_Exercise text:_

<<<<

As a human being you have the right to be able to understand the world. That is why education is so important.

Any technology that hinders your understanding (even if it seemingly gives you capabilities) is deeply in- and anti-humane.

@tante I’m not convinced that’s a human right. It would be nice to understand the world, it would be nice to understand the universe. Education is important. But I’m not even sure we’re capable of understanding, let alone that it should be a human-right…
@barclakj Article 26 of the UN declaration of human rights.
@tante @barclakj that's the right to receive an elementary education. Bit far-reaching interpretation!
@barclakj @tante I think what I'd say is that you have a right to understand the operations of the social world you live in. these days consumer computing devices are almost primarily about operating, delineating, and consuming your social environment, including and especially the social production of knowledge. and their functioning is opaque and out of my control, even if I'm a programmer who makes using and understanding alternative software into my full-time job
@devkate @tante understanding something is not the same as knowing it or of having an education in it. You can take a horse to water but you cant make it drink.

>>>>

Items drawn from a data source
<<<<

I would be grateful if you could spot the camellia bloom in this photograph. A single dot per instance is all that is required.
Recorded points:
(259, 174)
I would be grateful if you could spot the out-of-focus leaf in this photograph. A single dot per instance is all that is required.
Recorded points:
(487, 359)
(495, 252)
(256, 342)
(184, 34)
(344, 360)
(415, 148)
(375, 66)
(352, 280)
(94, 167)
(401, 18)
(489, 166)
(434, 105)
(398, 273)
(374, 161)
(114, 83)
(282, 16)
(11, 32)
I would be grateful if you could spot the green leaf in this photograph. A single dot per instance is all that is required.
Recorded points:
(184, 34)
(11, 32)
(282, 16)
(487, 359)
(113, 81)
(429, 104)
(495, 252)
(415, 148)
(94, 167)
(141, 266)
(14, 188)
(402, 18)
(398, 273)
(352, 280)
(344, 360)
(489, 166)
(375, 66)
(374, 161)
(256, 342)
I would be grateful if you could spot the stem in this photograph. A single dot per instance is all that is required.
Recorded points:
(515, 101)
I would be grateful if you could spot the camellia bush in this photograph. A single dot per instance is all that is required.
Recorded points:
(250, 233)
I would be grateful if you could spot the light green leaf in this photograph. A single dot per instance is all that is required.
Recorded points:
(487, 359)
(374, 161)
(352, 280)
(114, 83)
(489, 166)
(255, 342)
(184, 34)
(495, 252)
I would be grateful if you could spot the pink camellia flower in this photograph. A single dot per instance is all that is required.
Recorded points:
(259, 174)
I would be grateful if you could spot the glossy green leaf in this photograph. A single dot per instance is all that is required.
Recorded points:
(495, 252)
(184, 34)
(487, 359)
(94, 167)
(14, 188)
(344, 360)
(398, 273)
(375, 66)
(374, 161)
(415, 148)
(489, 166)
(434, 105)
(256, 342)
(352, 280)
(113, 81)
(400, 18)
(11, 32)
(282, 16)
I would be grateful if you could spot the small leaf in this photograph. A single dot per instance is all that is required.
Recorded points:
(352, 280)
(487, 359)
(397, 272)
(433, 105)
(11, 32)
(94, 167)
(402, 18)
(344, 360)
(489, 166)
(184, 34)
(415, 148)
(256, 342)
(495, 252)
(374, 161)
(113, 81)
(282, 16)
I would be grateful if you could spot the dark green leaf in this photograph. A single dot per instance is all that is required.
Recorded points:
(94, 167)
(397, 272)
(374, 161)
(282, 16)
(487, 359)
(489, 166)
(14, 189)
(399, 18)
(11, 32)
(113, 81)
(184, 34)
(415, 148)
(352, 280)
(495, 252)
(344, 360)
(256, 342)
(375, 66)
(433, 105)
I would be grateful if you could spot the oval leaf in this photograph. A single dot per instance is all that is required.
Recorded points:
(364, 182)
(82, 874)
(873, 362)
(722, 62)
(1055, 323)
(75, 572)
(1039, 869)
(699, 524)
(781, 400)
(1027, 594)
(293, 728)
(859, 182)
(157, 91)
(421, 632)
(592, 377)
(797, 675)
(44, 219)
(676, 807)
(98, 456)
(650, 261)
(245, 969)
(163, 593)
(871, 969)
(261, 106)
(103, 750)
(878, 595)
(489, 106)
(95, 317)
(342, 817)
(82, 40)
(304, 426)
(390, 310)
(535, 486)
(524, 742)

>>>>

_Prompt 1:_
Please decide whether each statement below agrees with the thread about a right to understand the world, answering yes or no and quoting the words from the thread that decide it. (a) The opening post presents education as important because people have a right to understand the world. (b) One reply describes Article 26 as the right to receive a university education. (c) One reply calls the workings of consumer computing devices transparent and within the user's control.
_Prompt 2:_
Extend the thread about a right to understand the world, picking up after its final reply.

_Answer area 1:_
(a) Yes: "As a human being you have the right to be able to understand the world. That is why education is so important."
(b) No: "that's the right to receive an elementary education."
(c) No: "their functioning is opaque and out of my control"

_Answer area 2:_
@tante 💯. One of my biggest issues with LLMs is that they are more often used to deskill workers than upskill workers. This is a major difference between vibe coding and programming with higher-level languages. Higher level languages encourage programmers to think about the problems at a different level, while LLM coding agents are typically used to avoid thinking.

@tante I tried to explain this yesterday to someone and they just kept saying "but it helps me"....

😫

@tante Is this the distinction between tools, which amplify the abilities of humans and help you develop skills, and machines, which do the task for you (and hide any knowledge or decisionmaking inside)?

Or perhaps we need "tools for conviviality" as Ivan Illich would put it?